▶ _Given problem_: Please copy all of the entries below word for word, leaving out the pictures.

^^^^

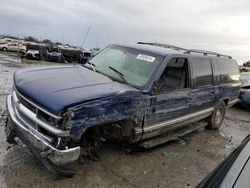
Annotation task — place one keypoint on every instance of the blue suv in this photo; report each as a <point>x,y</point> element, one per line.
<point>127,93</point>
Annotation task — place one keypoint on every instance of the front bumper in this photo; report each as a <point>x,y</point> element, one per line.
<point>34,141</point>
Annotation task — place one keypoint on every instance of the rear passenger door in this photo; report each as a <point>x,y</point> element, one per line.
<point>172,98</point>
<point>203,92</point>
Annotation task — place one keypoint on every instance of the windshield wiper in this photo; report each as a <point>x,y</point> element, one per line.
<point>119,73</point>
<point>92,65</point>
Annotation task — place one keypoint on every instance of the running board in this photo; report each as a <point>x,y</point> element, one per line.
<point>173,135</point>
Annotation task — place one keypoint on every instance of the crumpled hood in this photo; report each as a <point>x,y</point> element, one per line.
<point>56,87</point>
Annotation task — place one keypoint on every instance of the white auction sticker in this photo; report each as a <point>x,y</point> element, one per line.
<point>145,57</point>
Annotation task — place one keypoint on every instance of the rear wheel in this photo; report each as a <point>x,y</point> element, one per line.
<point>216,119</point>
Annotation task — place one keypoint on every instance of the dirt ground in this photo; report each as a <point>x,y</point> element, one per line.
<point>180,164</point>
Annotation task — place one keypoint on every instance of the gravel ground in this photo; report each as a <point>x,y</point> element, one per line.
<point>179,164</point>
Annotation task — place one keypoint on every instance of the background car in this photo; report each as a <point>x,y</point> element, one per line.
<point>14,47</point>
<point>33,54</point>
<point>54,54</point>
<point>244,97</point>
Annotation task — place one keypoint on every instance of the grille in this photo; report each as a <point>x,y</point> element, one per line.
<point>31,112</point>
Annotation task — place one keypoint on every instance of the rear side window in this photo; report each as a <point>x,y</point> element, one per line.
<point>203,71</point>
<point>228,70</point>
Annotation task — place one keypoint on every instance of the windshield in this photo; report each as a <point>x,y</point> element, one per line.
<point>127,65</point>
<point>245,76</point>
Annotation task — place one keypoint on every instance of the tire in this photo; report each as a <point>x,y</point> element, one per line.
<point>217,117</point>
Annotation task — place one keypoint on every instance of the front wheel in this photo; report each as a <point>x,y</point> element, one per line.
<point>217,117</point>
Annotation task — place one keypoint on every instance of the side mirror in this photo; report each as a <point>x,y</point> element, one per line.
<point>155,87</point>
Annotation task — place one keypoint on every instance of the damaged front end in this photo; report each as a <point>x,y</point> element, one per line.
<point>36,128</point>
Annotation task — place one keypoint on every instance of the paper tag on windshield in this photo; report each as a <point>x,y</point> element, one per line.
<point>145,57</point>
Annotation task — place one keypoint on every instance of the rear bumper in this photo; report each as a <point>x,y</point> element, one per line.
<point>31,139</point>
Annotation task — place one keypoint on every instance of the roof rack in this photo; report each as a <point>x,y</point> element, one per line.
<point>162,45</point>
<point>188,51</point>
<point>204,52</point>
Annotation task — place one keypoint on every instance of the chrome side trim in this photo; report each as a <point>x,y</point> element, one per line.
<point>174,121</point>
<point>231,103</point>
<point>20,107</point>
<point>45,111</point>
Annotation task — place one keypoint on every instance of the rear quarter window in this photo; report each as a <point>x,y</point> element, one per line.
<point>203,71</point>
<point>228,70</point>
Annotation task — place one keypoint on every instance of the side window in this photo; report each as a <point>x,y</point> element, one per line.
<point>228,70</point>
<point>203,71</point>
<point>175,76</point>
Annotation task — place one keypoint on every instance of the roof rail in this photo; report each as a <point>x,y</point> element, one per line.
<point>162,45</point>
<point>188,51</point>
<point>204,52</point>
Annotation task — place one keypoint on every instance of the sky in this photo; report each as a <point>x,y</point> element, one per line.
<point>216,25</point>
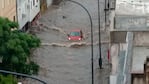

^^^^

▶ _Exercise answer_:
Annotation task — place one keypoint on every instance of the blue suv in this photo; report each as a <point>x,y</point> element, one per line.
<point>127,93</point>
Annotation task — place one keypoint on every instance of the front bumper in this photo; report each as a <point>x,y</point> element, one per line.
<point>34,141</point>
Annotation task — place one keypoint on every instance of the rear passenger door in this photo; report each as a <point>x,y</point> element, one per line.
<point>172,98</point>
<point>203,92</point>
Annotation task — place one keypoint on every instance of the windshield wiper in this photo; report each as a <point>x,y</point> element, one per line.
<point>119,73</point>
<point>92,65</point>
Annotation task — place one keypoint on every instance of the running board in this photo; report each as a <point>x,y</point> element, one per line.
<point>173,135</point>
Annotation task — place one keypoint on every instance of the crumpled hood in this photo; report each as a <point>x,y</point> element, one per line.
<point>56,87</point>
Annotation task — place one keypoint on every instance of the white auction sticker in this photo; report each as a <point>x,y</point> element, one per line.
<point>145,57</point>
Annotation task — place one keypoint on every instance of the rear wheel in this photo; report each as a <point>x,y</point> element, one per line.
<point>216,119</point>
Annotation task — place one keypoint on every instance of the dirt ground in this photo; report each as a <point>x,y</point> element, one per line.
<point>180,164</point>
Annotation task — place one keypoint on every instance of the gravel ground in this photo; report each as a <point>x,y</point> element, one per line.
<point>179,164</point>
Annotation task — place one keypoint on every instance of the background car in this photo; report each as a <point>x,y</point> element, one per line.
<point>14,47</point>
<point>33,54</point>
<point>54,54</point>
<point>244,97</point>
Annotation task — place one keypoint on every instance of the grille in this photo; report each as a <point>x,y</point> element, one per line.
<point>31,112</point>
Annotation task — place one keypoint on every instance of the rear side window in this photo; report each as a <point>x,y</point> element, one per line.
<point>203,71</point>
<point>228,70</point>
Annotation task — place one keypoint on every instance of the windshield in this photo; report each as a <point>x,y</point> element, one per line.
<point>127,65</point>
<point>245,76</point>
Annotation task — place one keypoint on every instance of the tire in this photo; report each as a <point>x,y</point> element, one per line.
<point>217,117</point>
Annotation task — place one keypoint on every instance of the front wheel in this photo; report each as a <point>x,y</point> element, one per line.
<point>217,117</point>
Annotation task — place one keypoint on every instance of the side mirror in this photo; report each as a <point>x,y</point> element, one per line.
<point>155,87</point>
Annotation task — place one keypoint on every instance of the damaged front end in this photo; report each as a <point>x,y</point> element, one per line.
<point>36,128</point>
Annotation task — place one keypoint on every instance of the paper tag on windshield in this photo; report each as a <point>x,y</point> element, one per line.
<point>145,57</point>
Annotation task — place one keypoint on every instance of the rear bumper in this photo; report each as a <point>x,y</point> element, one per line.
<point>31,139</point>
Annotation task — place one keypoint on every instance of the roof rack in this photo; report each as a <point>x,y</point> element, one per line.
<point>162,45</point>
<point>188,51</point>
<point>204,52</point>
Annotation task — place one keypoint on every instance of the chrome side trim in this photo; report each as a <point>x,y</point> element, one per line.
<point>174,121</point>
<point>231,103</point>
<point>20,107</point>
<point>45,111</point>
Annotation task — place one keypoint on every instance of the rear quarter window in this photo; report each as a <point>x,y</point> element, one per line.
<point>203,71</point>
<point>228,70</point>
Annotation task — place one keypoint on every instance of the side window in this photo; report each as a <point>x,y</point> element, one per line.
<point>228,70</point>
<point>203,71</point>
<point>175,76</point>
Annotation task — place one keypoint on every instance of the roof rail in this photo; report each as a <point>x,y</point> element, one per line.
<point>162,45</point>
<point>188,51</point>
<point>204,52</point>
Annotation task — place one keypoint on every instance of the sky in this photo; report each as a <point>x,y</point> element, one per line.
<point>216,25</point>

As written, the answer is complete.